--- START ---

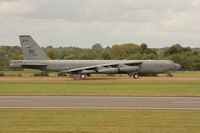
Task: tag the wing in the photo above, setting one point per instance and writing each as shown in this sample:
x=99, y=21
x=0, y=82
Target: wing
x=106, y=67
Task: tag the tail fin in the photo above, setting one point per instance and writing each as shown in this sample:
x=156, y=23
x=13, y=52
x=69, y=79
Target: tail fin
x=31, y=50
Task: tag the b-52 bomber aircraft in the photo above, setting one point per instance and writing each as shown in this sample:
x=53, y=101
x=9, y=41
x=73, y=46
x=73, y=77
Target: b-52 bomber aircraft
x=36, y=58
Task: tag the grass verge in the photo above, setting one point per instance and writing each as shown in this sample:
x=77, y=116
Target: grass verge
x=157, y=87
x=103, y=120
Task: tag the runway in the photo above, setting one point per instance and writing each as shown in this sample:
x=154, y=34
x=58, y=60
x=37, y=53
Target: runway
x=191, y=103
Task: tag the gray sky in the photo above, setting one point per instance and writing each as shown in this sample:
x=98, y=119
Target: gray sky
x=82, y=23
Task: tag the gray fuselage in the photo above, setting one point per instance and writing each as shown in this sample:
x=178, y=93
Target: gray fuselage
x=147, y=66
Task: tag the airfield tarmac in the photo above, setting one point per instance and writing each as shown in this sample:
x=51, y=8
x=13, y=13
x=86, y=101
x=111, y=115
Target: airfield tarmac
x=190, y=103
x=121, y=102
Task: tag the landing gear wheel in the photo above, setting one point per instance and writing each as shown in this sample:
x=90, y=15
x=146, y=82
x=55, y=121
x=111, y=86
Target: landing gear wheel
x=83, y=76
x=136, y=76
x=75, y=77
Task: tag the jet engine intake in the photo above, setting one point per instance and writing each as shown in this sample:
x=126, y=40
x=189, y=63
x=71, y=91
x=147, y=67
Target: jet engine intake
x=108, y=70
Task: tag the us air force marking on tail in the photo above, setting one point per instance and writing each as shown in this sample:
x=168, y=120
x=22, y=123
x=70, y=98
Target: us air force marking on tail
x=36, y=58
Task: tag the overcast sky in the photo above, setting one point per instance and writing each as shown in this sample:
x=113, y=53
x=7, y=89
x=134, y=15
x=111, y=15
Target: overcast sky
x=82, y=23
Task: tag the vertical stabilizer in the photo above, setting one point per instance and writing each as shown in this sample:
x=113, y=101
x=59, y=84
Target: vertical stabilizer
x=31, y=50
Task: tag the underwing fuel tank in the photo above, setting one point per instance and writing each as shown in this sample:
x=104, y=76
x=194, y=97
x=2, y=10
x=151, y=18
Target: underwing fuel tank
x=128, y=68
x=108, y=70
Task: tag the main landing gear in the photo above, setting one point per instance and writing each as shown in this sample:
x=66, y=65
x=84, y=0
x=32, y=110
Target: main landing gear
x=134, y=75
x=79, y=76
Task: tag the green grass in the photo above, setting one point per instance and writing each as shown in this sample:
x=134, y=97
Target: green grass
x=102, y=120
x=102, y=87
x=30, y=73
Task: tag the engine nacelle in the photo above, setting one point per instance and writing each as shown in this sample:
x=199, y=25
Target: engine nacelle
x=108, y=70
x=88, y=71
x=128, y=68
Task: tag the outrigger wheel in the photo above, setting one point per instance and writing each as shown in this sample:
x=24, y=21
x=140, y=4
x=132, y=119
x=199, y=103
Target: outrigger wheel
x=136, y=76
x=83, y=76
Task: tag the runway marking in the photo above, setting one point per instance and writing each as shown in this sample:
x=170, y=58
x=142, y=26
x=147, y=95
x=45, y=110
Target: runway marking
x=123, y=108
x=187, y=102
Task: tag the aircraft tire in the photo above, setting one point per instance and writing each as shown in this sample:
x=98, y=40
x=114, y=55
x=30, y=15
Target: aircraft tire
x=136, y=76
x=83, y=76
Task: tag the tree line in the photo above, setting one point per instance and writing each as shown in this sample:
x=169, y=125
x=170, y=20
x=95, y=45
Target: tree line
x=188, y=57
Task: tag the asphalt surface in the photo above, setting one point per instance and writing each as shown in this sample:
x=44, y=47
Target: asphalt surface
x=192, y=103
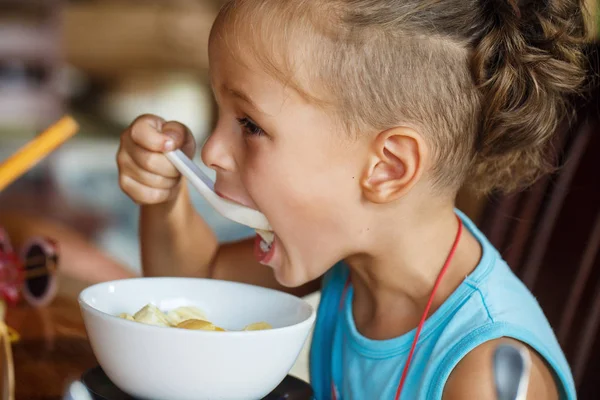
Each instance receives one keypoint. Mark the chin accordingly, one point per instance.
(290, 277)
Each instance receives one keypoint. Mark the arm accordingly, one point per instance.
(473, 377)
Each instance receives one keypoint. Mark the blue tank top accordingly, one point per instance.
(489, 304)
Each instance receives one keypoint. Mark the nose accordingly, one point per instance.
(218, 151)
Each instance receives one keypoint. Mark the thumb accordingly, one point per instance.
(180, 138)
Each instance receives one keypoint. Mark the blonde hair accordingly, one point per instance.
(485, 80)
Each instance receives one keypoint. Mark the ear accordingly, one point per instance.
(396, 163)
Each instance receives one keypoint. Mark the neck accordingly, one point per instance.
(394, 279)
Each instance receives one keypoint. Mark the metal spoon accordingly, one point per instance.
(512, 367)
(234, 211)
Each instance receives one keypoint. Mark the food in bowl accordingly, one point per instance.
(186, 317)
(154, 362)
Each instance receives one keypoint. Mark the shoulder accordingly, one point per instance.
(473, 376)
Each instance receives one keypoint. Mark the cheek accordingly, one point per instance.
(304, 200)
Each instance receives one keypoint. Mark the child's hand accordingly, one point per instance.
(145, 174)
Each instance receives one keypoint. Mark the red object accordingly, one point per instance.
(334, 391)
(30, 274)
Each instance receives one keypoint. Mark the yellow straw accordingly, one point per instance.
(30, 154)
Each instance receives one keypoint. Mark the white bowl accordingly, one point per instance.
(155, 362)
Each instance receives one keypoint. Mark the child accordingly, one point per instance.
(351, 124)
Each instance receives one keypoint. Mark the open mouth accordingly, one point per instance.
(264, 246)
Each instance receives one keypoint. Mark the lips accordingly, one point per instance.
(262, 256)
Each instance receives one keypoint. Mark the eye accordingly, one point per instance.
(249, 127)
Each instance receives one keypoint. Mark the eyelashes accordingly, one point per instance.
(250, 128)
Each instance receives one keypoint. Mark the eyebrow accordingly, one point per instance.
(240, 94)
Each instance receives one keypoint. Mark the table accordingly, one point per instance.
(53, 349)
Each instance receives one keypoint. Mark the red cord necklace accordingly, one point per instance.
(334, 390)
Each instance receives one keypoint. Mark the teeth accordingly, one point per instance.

--- END ---

* [Task requirements]:
Write everything in the records out exactly, apart from the pictures.

* [Solution for this problem]:
Task: tag the wing in the photo above, setting one point per instance and writing each as shown in this sample:
x=99, y=21
x=0, y=82
Target: wing
x=106, y=67
Task: tag the tail fin in the photo above, setting one point per instance and writing each as shown in this sample:
x=156, y=23
x=13, y=52
x=69, y=79
Target: tail fin
x=31, y=50
Task: tag the b-52 bomber aircraft in the photo above, setting one point per instance and writing each as shown in this sample:
x=53, y=101
x=9, y=41
x=73, y=46
x=73, y=77
Target: b-52 bomber aircraft
x=36, y=58
Task: tag the grass verge in the photo above, setting one point per instance and writing each as shown in this sample:
x=77, y=116
Target: grass verge
x=157, y=87
x=103, y=120
Task: tag the runway in the photo above, setting one point per instance and writing each as shown in this sample:
x=154, y=34
x=58, y=60
x=37, y=53
Target: runway
x=191, y=103
Task: tag the gray sky in the photo above, setting one point per instance and writing each as shown in this sample:
x=98, y=119
Target: gray sky
x=82, y=23
Task: tag the gray fuselage in the photo above, setting one point per instance and writing each as shown in this sample:
x=178, y=93
Target: gray fuselage
x=147, y=66
Task: tag the airfield tarmac in the photo above, setting one point per instance and writing each as shown in this sample:
x=51, y=8
x=13, y=13
x=86, y=101
x=111, y=115
Target: airfield tarmac
x=190, y=103
x=121, y=102
Task: tag the landing gear wheel in the photo above, setting one point per instance and writing each as shown in this sample:
x=90, y=15
x=146, y=82
x=55, y=121
x=111, y=86
Target: landing gear wheel
x=83, y=76
x=136, y=76
x=75, y=77
Task: tag the jet engine intake in the photo above, setting one point per instance and writing each as shown in this sample:
x=126, y=40
x=189, y=63
x=71, y=91
x=147, y=67
Target: jet engine intake
x=108, y=70
Task: tag the us air force marking on tail in the photo above, setting one point per instance and writing each as shown in this sample:
x=168, y=120
x=22, y=123
x=70, y=98
Target: us air force marking on tail
x=36, y=58
Task: tag the overcast sky in the photo above, setting one point per instance and writing each as shown in this sample:
x=113, y=53
x=7, y=89
x=134, y=15
x=111, y=15
Target: overcast sky
x=82, y=23
Task: tag the vertical stabilizer in the photo above, setting one point per instance and writing each as shown in this sample:
x=113, y=101
x=59, y=84
Target: vertical stabilizer
x=31, y=50
Task: tag the underwing fuel tank in the photo above, setting one point per instance and writing each as shown in this sample:
x=104, y=76
x=194, y=97
x=2, y=10
x=151, y=18
Target: underwing fuel tank
x=128, y=68
x=108, y=70
Task: tag the main landing gear in the photo above, setting one point per instance and writing each as shown in this sample:
x=66, y=65
x=84, y=0
x=32, y=110
Target: main landing gear
x=134, y=75
x=79, y=76
Task: tag the green grass in the photo above, setting one point per instance and writing each as shown in this sample:
x=134, y=97
Target: green grass
x=102, y=120
x=102, y=87
x=30, y=73
Task: tag the engine nacelle in the photo above, setting one point per instance and writing each as shown in this sample:
x=199, y=25
Target: engine nacelle
x=108, y=70
x=88, y=71
x=128, y=68
Task: tag the outrigger wheel in the photo above, setting one point per instance and writing each as shown in this sample:
x=24, y=21
x=140, y=4
x=132, y=119
x=199, y=103
Target: outrigger wheel
x=136, y=76
x=83, y=76
Task: tag the runway marking in the photo above, setting one point per instance and writing each as shown in this sample:
x=170, y=58
x=142, y=26
x=147, y=95
x=45, y=110
Target: runway marking
x=123, y=108
x=187, y=102
Task: tag the aircraft tire in the photo above, setting one point per instance and writing each as shown in this sample:
x=98, y=40
x=114, y=55
x=30, y=15
Target: aircraft tire
x=136, y=76
x=83, y=76
Task: tag the tree line in the photo above, setting one point per instance and writing each as shown in this sample:
x=169, y=125
x=170, y=20
x=95, y=45
Target: tree line
x=188, y=57
Task: tag the asphalt surface in the photo above, setting one point per instance and writing each as shown in this sample:
x=44, y=47
Target: asphalt surface
x=192, y=103
Each instance receives one keypoint. Mark the chin accordingly, one point per instance.
(290, 277)
Each instance receives one keypoint. Mark the arm accordingly, one point per instance.
(473, 377)
Each instance receives one keypoint. Mark the blue tank top accordingly, one point per instance.
(489, 304)
Each instance receives one keypoint. Mark the nose accordingly, one point per instance.
(218, 151)
Each instance receives one keypoint. Mark the thumb accordingly, one point per instance.
(180, 138)
Each instance receives one keypoint. Mark the blonde hair accordingly, one point per instance.
(485, 80)
Each instance receives one keypoint. Mark the ear accordingly, one point per instance.
(396, 163)
Each instance receives one keypoint. Mark the neck accordingly, one point per instance.
(394, 279)
Each instance receives one keypoint. Mark the metal spoon accordingly, one point per instance.
(512, 367)
(234, 211)
Each instance receives one keypoint. Mark the food in bowl accordingly, one point per instance.
(186, 317)
(154, 362)
Each instance receives one keypoint. Mark the shoulder accordingly, one point per instance.
(473, 376)
Each instance receives one keypoint. Mark the cheek accordingly, one point per instance.
(304, 200)
Each instance receives one keypoint. Mark the child's hand accordingly, one point per instance.
(145, 174)
Each instance receives one keypoint. Mark the red object accordingly, one point per instance.
(334, 391)
(30, 274)
Each instance receives one keypoint. Mark the yellow straw accordingly, one point per instance.
(30, 154)
Each instance receives one keypoint. Mark the white bowl accordingly, one point per instance.
(155, 362)
Each instance receives one keypoint. Mark the child accordingly, one point per instance.
(351, 124)
Each instance receives one keypoint. Mark the open mouth accordingly, one point per instance.
(264, 246)
Each instance receives one keypoint. Mark the lips accordingly, one point per instance.
(262, 256)
Each instance receives one keypoint. Mark the eye accordingly, one point per instance.
(249, 127)
Each instance receives one keypoint. Mark the eyelashes accordingly, one point per instance.
(250, 128)
Each instance receives one keypoint. Mark the eyebrow accordingly, one point per instance.
(240, 94)
Each instance receives one keypoint. Mark the table accordingly, one point per instance.
(53, 349)
Each instance receives one keypoint. Mark the red cord necklace accordingly, one point per instance.
(334, 390)
Each instance receives one keypoint. Mark the teeth accordingly, one point per instance.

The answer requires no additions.